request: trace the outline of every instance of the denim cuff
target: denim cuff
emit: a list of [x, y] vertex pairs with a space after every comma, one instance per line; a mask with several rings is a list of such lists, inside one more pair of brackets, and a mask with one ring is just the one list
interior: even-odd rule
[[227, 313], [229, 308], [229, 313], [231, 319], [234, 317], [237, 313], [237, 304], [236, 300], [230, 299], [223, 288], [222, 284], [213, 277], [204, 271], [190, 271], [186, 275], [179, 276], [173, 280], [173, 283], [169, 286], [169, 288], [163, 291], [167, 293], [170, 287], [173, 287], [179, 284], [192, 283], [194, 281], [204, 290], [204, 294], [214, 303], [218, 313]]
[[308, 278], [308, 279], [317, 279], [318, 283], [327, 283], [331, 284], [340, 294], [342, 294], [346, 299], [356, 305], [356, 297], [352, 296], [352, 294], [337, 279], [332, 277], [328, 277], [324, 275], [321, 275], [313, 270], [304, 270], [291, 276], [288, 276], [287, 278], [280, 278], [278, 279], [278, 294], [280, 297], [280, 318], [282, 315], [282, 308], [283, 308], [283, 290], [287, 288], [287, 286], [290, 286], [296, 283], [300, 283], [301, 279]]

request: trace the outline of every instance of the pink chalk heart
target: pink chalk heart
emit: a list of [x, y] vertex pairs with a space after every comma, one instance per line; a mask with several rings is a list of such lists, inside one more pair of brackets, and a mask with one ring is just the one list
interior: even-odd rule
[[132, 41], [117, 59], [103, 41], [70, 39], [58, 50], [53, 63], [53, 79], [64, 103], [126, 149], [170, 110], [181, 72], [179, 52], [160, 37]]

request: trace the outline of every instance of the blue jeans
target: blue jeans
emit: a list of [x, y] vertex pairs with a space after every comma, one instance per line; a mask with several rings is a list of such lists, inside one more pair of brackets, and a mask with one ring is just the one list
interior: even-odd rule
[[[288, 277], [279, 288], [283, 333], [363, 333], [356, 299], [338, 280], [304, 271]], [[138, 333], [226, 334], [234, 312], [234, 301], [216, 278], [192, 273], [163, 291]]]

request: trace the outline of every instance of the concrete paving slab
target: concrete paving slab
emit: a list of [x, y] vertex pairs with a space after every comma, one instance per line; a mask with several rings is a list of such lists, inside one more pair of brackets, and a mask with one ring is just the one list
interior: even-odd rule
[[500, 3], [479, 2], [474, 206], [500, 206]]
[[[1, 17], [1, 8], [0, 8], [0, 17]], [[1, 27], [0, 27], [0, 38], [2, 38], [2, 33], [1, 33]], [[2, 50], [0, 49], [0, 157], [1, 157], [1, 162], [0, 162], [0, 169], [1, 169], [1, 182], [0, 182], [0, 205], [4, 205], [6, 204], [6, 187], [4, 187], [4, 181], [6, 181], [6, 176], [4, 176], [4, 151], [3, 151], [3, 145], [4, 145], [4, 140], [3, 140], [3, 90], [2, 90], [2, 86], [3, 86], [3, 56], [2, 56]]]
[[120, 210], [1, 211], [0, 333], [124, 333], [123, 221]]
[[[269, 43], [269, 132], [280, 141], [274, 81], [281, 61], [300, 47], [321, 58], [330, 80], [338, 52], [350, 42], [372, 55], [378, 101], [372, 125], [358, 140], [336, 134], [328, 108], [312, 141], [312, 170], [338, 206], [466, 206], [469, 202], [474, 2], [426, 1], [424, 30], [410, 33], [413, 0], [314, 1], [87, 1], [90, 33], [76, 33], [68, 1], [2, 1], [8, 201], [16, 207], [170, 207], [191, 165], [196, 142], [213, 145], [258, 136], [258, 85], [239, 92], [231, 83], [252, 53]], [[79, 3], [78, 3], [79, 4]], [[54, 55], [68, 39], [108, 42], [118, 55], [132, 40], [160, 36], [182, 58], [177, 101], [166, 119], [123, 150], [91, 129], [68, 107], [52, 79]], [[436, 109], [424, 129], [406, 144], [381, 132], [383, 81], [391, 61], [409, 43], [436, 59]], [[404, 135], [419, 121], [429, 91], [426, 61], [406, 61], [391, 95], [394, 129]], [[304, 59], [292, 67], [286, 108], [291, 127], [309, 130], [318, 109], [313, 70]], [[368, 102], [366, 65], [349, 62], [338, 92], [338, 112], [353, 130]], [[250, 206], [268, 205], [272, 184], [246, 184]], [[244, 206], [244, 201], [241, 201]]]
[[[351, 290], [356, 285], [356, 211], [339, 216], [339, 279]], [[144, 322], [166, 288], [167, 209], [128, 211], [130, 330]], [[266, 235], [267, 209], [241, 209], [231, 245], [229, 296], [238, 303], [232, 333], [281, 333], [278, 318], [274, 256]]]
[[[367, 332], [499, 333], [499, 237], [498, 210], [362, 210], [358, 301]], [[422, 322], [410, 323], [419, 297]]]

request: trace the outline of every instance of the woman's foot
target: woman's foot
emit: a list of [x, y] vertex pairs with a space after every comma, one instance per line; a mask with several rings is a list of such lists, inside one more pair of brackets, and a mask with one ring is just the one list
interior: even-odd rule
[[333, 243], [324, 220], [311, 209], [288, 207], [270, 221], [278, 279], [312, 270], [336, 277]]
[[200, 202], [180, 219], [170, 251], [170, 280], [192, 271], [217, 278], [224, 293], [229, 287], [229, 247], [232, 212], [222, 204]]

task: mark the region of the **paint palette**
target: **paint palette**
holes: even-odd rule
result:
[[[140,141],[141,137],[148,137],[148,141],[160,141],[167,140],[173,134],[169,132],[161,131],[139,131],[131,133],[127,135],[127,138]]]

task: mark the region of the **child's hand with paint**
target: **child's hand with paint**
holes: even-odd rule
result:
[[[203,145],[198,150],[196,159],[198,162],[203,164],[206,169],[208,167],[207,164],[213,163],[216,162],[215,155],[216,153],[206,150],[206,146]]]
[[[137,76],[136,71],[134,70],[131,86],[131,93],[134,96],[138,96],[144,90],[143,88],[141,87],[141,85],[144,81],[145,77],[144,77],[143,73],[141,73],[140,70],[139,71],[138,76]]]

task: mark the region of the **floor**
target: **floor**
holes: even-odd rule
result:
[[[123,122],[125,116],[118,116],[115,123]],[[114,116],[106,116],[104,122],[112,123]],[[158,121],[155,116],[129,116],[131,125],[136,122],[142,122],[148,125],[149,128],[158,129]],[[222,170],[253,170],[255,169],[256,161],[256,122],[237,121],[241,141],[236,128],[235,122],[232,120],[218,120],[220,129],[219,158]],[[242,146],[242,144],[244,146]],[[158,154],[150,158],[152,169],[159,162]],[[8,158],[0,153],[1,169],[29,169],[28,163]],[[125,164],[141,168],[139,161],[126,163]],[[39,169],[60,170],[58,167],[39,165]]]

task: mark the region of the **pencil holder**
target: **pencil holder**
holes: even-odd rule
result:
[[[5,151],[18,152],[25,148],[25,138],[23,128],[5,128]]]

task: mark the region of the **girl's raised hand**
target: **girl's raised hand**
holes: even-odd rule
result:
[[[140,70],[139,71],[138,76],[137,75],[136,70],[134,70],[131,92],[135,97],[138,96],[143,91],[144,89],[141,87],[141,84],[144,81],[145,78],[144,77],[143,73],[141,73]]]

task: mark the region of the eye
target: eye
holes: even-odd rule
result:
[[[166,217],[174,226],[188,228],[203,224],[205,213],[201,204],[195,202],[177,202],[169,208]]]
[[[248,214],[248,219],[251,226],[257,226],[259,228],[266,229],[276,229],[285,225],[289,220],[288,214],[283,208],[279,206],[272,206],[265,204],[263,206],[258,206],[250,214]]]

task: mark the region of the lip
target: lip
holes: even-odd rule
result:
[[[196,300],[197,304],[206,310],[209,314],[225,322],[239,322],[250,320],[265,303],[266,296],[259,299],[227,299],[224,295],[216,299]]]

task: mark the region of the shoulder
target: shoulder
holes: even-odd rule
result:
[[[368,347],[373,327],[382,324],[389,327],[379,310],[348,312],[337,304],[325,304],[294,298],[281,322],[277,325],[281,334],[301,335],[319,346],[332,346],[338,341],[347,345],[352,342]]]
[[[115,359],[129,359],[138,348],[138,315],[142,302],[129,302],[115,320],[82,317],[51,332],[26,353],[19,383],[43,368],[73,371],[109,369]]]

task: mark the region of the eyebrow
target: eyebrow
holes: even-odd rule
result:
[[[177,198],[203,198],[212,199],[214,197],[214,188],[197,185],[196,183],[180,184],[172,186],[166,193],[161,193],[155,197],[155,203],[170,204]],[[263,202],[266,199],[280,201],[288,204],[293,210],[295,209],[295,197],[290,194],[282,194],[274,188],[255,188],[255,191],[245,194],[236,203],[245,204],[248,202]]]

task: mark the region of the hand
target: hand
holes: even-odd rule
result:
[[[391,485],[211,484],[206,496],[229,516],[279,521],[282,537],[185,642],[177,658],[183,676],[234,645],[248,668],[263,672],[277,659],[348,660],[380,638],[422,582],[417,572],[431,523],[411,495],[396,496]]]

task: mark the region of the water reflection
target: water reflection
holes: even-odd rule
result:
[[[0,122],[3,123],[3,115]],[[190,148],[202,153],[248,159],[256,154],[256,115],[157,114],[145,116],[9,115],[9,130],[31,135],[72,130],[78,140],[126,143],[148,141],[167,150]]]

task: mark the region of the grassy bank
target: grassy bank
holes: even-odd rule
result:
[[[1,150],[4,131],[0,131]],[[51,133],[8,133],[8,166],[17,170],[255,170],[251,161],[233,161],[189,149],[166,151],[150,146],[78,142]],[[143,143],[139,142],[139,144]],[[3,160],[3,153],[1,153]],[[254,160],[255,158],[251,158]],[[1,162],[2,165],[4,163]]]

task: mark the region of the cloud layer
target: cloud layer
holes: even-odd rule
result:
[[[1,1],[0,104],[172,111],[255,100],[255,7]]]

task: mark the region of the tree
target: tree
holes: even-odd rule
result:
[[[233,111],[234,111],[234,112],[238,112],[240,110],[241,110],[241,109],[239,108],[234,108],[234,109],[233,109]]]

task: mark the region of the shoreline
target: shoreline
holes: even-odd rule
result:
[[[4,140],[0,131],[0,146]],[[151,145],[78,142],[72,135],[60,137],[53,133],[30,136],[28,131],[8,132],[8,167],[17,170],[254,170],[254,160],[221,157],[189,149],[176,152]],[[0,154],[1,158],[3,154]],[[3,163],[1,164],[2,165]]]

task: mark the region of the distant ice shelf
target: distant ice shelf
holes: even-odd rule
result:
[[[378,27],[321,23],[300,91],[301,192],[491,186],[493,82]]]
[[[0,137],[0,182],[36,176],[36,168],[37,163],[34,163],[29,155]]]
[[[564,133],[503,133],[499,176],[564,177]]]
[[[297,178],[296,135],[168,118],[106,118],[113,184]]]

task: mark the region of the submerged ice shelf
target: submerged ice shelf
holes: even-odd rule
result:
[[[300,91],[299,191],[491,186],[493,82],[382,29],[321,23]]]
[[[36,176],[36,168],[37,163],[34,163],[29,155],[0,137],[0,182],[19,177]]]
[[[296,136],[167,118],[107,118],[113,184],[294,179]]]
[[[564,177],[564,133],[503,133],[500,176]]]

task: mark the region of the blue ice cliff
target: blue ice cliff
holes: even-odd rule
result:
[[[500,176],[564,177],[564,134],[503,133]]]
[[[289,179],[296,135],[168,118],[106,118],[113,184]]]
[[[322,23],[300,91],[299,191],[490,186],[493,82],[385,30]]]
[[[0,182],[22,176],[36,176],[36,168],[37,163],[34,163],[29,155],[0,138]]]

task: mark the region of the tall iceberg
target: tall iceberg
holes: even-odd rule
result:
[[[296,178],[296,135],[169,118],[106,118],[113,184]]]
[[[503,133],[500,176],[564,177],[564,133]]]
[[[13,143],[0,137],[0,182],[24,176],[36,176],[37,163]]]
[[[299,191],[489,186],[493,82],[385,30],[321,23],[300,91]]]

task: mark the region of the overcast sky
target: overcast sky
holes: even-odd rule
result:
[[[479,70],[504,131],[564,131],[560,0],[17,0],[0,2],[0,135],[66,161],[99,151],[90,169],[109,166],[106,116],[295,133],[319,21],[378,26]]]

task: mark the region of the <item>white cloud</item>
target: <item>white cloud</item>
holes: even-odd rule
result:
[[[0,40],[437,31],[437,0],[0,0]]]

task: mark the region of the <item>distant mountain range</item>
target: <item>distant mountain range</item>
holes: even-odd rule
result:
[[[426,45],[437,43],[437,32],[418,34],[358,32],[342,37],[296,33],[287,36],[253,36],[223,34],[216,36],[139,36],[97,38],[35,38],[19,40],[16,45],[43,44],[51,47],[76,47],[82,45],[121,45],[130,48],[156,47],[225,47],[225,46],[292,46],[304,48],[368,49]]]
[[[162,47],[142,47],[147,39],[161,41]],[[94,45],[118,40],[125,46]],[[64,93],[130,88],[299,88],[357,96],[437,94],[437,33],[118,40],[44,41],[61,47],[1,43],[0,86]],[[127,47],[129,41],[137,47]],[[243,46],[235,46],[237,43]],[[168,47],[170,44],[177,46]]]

· · · · · · ·

**REQUEST**
Reproduce the listing above exactly from the line containing "task: mark the region of the <item>distant" through its last line, with both of those lines included.

**EXPECTED OUTPUT**
task: mark the region of the <item>distant mountain range</item>
target: <item>distant mountain range</item>
holes: even-odd rule
result:
[[[426,45],[437,43],[437,32],[418,34],[358,32],[342,37],[296,33],[287,36],[253,36],[223,34],[216,36],[139,36],[97,38],[35,38],[19,40],[16,45],[43,44],[51,47],[76,47],[82,45],[121,45],[130,48],[156,47],[225,47],[225,46],[292,46],[304,48],[368,49]]]
[[[162,47],[142,47],[147,39],[161,41]],[[94,45],[118,40],[125,46]],[[64,93],[130,88],[299,88],[357,96],[437,94],[437,33],[118,40],[44,41],[61,47],[1,43],[0,86]],[[127,47],[129,41],[137,47]],[[243,46],[235,46],[237,43]],[[168,47],[170,44],[177,46]]]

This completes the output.